Retype all of the entries word for word.

------ Data extract ------

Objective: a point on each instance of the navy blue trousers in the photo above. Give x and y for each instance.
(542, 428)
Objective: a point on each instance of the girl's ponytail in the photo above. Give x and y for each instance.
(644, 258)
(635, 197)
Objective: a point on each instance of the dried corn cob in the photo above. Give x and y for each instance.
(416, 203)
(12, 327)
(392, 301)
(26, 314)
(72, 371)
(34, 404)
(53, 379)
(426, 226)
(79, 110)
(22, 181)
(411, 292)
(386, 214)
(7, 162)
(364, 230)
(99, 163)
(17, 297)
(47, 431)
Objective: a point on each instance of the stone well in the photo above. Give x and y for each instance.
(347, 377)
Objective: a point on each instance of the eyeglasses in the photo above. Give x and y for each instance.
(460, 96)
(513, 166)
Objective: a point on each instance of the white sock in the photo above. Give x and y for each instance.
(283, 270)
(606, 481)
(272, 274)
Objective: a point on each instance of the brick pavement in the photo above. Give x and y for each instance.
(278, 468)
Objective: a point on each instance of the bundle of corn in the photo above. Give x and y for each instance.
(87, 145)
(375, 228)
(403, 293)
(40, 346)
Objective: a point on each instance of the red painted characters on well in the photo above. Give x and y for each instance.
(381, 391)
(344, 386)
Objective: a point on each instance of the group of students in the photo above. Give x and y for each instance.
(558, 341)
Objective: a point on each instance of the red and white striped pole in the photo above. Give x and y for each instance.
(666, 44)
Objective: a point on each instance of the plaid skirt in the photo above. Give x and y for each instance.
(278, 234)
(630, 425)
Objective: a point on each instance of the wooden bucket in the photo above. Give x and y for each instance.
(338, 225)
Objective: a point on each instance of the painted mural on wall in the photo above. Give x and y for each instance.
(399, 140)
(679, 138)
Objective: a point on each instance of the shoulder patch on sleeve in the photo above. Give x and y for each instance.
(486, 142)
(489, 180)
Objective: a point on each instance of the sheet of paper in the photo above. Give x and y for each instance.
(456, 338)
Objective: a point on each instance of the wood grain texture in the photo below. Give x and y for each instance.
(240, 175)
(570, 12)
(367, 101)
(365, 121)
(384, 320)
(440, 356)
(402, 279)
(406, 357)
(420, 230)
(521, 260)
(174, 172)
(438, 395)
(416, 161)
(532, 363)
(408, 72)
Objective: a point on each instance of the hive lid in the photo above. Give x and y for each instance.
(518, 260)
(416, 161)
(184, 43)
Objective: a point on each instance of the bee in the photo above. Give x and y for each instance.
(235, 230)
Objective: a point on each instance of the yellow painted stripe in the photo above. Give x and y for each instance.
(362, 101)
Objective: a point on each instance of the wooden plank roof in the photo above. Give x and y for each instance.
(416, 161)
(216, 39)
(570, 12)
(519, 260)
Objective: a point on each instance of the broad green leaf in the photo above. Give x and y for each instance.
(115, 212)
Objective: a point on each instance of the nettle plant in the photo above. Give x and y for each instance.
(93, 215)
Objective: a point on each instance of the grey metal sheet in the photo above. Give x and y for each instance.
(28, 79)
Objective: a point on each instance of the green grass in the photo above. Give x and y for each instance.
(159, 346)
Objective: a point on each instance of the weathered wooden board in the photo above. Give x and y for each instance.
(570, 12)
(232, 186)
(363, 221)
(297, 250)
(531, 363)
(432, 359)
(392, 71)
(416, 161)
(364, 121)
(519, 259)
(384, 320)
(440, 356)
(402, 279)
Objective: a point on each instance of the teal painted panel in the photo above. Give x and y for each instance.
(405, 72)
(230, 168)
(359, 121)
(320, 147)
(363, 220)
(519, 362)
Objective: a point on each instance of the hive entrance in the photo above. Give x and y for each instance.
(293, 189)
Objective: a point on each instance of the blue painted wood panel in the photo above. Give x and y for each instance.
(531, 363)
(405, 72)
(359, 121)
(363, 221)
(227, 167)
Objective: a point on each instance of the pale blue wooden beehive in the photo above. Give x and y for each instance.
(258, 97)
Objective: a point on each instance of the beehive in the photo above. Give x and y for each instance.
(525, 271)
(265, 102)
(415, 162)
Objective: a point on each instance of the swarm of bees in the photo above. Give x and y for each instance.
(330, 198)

------

Answer for the task:
Objective: a point on each instance of the navy blue trousers in the photo above. Give x and y for each instance.
(542, 428)
Objective: a point on each instance of the girl's ponytail in the photo above. Give x and y for each instance.
(644, 258)
(635, 197)
Objective: a point on each instance of the dried corn cob in the photo above. Give x and y for each instance.
(416, 203)
(12, 327)
(392, 301)
(26, 314)
(72, 371)
(34, 404)
(53, 379)
(426, 226)
(79, 110)
(22, 181)
(411, 292)
(386, 214)
(7, 162)
(364, 230)
(99, 163)
(17, 297)
(47, 431)
Objective: a point on each instance of the stone well in the photo above. Give x and y for each instance.
(347, 377)
Objective: a point on each instance of the eyeglasses in the photo above. Give x and y for each instance.
(460, 96)
(513, 166)
Objective: a point on each instance of the white sock in the photo above. Give x and y for each instance.
(283, 270)
(606, 481)
(272, 274)
Objective: a point on each instance of the brick pavement in the photo above. Give x and y for each instance.
(278, 468)
Objective: a point on each instance of the bundle of corn in the photo above. Give x and y for each instance.
(87, 145)
(375, 228)
(403, 293)
(40, 346)
Objective: a point on each instance of the red painted characters on well in the photo above. Give x and y for each instance.
(381, 391)
(344, 386)
Objective: a point on each instance of the group of students in the photo above. Give x and y for each instance.
(558, 341)
Objective: a point on each instance of the red and white striped pole in the photo above. Give x and y for each instance.
(666, 44)
Objective: a point on each instance of the plaid skirt in the photo above. Give x and y for each instance.
(278, 234)
(630, 425)
Objective: a point on each instance of the wooden bucket in the photo above. Give x and y for each instance.
(338, 225)
Objective: a point on each instance of the painted mural on wall in the photo above. Give x and y for each instance.
(399, 140)
(679, 138)
Objective: a point on each instance of the shoulder patch on sleeve in the photo above. Give x and y for each instance.
(486, 142)
(489, 180)
Objective: a point on each instance of the sheet of paper in the photo above. Give x and y for each instance.
(456, 338)
Objective: a point on each instance of the wood grain texture in the photo below. Give x and y for each instance.
(240, 175)
(570, 12)
(367, 101)
(365, 121)
(384, 320)
(440, 356)
(402, 279)
(406, 357)
(420, 230)
(521, 260)
(174, 172)
(438, 395)
(416, 161)
(532, 363)
(408, 72)
Objective: a point on each instance of the hive lid in the photo above. Give x and y for each instance.
(518, 260)
(416, 161)
(184, 43)
Objective: a point on each instance of the bee in the photo above. Give x and y for each instance.
(235, 230)
Objective: a point on each instance of the yellow painted stripe in the photo above. Give x and y for each instance.
(362, 101)
Objective: a point on each instance of the wooden plank roof in the photo above. Give x and y for each instance.
(416, 161)
(216, 39)
(570, 12)
(519, 260)
Objective: a point on each instance of the broad green leaf in the photo above. Give x and y for each instance.
(115, 212)
Objective: a point on each instance of the nettle plant in the photo above. Give x and y for each instance.
(93, 215)
Objective: a point on each instance of the grey metal sheet in the photo above. Give x and y for each instance.
(28, 79)
Objective: a point on each instance of the green grass in the photo above. Give x and y for each instance.
(159, 346)
Objective: a point on each instance of the weathered wooden board in the photo above. Give x and y for each instance.
(570, 12)
(232, 186)
(363, 221)
(297, 250)
(531, 363)
(432, 359)
(392, 71)
(416, 161)
(364, 121)
(519, 259)
(384, 320)
(440, 356)
(402, 279)
Objective: a point on each instance of the teal painted panel in the photo above. Give x and y for each instance.
(405, 72)
(230, 168)
(359, 121)
(320, 147)
(363, 220)
(519, 362)
Objective: a point on each instance of the hive entrance in the photo above. Give x and y for each instance.
(293, 189)
Objective: a point on each instance of the blue painted wood panel in the photo above. Give x and y for each instance.
(531, 363)
(405, 72)
(359, 121)
(363, 221)
(227, 167)
Objective: a point on each instance of the pale blue wooden beehive in the photo above. Give x and y for each instance.
(258, 97)
Objective: a point on each instance of the beehive in the photo above. Give x and y for each instance.
(525, 271)
(265, 102)
(415, 162)
Objective: a point on each instance of the swarm of bees in the photo above. Give x and y for each instance.
(330, 198)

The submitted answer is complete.